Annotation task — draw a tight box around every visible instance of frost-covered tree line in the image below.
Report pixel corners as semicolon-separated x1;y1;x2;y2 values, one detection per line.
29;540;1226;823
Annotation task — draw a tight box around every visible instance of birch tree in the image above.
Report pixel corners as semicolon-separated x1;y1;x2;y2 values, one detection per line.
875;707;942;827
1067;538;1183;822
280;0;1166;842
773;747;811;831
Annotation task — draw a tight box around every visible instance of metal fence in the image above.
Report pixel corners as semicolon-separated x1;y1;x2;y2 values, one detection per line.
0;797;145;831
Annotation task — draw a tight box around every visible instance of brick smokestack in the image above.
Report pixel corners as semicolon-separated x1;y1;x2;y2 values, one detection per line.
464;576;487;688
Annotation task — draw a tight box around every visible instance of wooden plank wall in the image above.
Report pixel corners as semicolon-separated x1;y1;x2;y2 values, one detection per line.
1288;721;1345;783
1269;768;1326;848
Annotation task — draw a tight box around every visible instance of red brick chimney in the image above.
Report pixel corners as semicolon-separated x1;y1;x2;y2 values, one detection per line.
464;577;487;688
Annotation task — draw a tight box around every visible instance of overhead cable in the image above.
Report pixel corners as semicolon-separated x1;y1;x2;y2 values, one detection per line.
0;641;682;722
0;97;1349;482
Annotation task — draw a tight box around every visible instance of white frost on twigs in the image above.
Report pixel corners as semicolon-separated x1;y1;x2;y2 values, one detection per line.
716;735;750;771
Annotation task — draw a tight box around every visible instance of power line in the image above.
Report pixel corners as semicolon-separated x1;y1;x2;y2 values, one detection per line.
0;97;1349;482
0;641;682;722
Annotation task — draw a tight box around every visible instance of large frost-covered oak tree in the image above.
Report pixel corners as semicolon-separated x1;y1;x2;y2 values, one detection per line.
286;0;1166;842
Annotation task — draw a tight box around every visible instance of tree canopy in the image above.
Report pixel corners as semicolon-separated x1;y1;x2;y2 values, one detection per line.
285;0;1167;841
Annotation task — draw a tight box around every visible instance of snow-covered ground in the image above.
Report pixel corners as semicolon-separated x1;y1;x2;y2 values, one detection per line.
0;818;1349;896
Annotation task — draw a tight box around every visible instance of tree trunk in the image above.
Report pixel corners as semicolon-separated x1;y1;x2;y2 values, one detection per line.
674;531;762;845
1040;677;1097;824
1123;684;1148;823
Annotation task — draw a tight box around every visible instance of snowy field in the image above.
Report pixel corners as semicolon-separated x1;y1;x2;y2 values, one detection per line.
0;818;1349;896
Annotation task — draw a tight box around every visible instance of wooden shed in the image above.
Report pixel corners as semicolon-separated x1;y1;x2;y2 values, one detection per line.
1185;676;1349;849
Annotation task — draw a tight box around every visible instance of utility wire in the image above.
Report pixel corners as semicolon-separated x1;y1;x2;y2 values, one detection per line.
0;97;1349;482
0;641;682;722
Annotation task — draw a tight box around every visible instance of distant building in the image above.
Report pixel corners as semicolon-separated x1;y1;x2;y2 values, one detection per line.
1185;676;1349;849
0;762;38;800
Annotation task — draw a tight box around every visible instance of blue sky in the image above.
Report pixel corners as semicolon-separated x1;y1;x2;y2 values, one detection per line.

| CHALLENGE |
Render every line of the listing above as a JSON list of strings, one string per line, leaving out any blank lines.

| WORKED ANSWER |
[
  "Annotation task — draw a tight box around every visible instance of frost-covered tree line in the image below.",
  "Report pixel corners as semicolon-separated x1;y1;x2;y2 values, one detection per line.",
  "29;540;1226;823",
  "Annotation task — draw a tight box around every visible instance of birch tree in the image above.",
  "Report pixel corners as semicolon-separated x1;y1;x2;y2 values, one detection per line.",
  "875;707;942;827",
  "1067;538;1183;822",
  "280;0;1166;842",
  "773;747;811;831",
  "Annotation task — draw a tight box around every visible instance of metal fence in the image above.",
  "Report pixel corners as semicolon-separated x1;y1;x2;y2 values, one detection per line.",
  "0;797;145;831",
  "Annotation task — draw a tight box around every visible instance of brick smokestack in the image above.",
  "Report pixel corners as semicolon-separated x1;y1;x2;y2 values, one detection per line.",
  "464;576;487;688",
  "Annotation task — draw a tight box around every visible instance of wooden plank wall in the image above.",
  "Report pixel corners as semicolon-separated x1;y1;x2;y2 values, one detection per line.",
  "1288;721;1345;783",
  "1269;768;1326;848",
  "Annotation task — draw a tight box around every visible instance of red brick chimney in the image above.",
  "Report pixel corners as semicolon-separated x1;y1;x2;y2 values, one detection per line.",
  "464;577;487;688",
  "Annotation task — draw a tight box around every visible instance of overhead cable in the image above.",
  "Report pixel corners as semicolon-separated x1;y1;x2;y2 values, one detection per line.",
  "0;641;682;722",
  "0;97;1349;482",
  "Annotation task — draw a tight box around every visible instance of white frost on twigs in the image above.",
  "Report pixel corners as semicolon-separated x1;y1;x2;y2 values, one detection per line.",
  "716;735;750;771",
  "Annotation task — draw a tight box around every visible instance of power line in the image above.",
  "Report pixel corners as semicolon-separated x1;y1;x2;y2 values, one detection per line.",
  "0;97;1349;482",
  "0;641;682;722",
  "Annotation task — draw a tight box around every visible instance of large frost-covered oak tree in the image above.",
  "Report pixel corners as semicolon-separated x1;y1;x2;y2 values, one detection per line.",
  "286;0;1166;842",
  "Annotation task — draw a tight box around every visible instance of tree canopy in the image above.",
  "Report pixel corners as semicolon-separated x1;y1;x2;y2 values, one detection per line.",
  "285;0;1167;841",
  "Annotation task — draw a tight box around every visible instance of snow-covered ground in the image above.",
  "Report pixel corners as semicolon-separated x1;y1;x2;y2 values, one detection per line.",
  "0;818;1349;896",
  "Annotation task — draw a tight box around every visible instance of tree trunk in the image above.",
  "Report pixel corners as semicolon-separated x1;y1;x2;y2 values, one detection per line.",
  "674;531;762;845",
  "1040;677;1097;824",
  "1123;684;1148;823",
  "Annotation task — draw a tight box around every visible instance of snowy field in the image above.",
  "Report pixel corners as semicolon-separated x1;y1;x2;y2 values, one detection per line.",
  "0;818;1349;896",
  "Annotation task — draw a tight box around every visible instance of wooden shed in the image above.",
  "Report pixel corners as semicolon-separated x1;y1;x2;y2 values, one detection per line.",
  "1185;676;1349;849",
  "Annotation task — draw a tight box around every visible instance of utility wire in the image above.",
  "Report pixel corners as semicolon-separated x1;y1;x2;y2 values, one detection per line.",
  "0;97;1349;482",
  "0;641;682;722",
  "Annotation task — draw a tight box around every visible instance of distant building in the image above.",
  "Report pixel corners as semicolon-separated x1;y1;x2;y2 values, one detection per line.",
  "1185;676;1349;849",
  "0;762;38;800",
  "Annotation task — draw a tight box around every visible instance of blue sky in the image above.",
  "Report pixel corners as semicolon-separated x1;y1;x2;y2 values, one detection per line."
]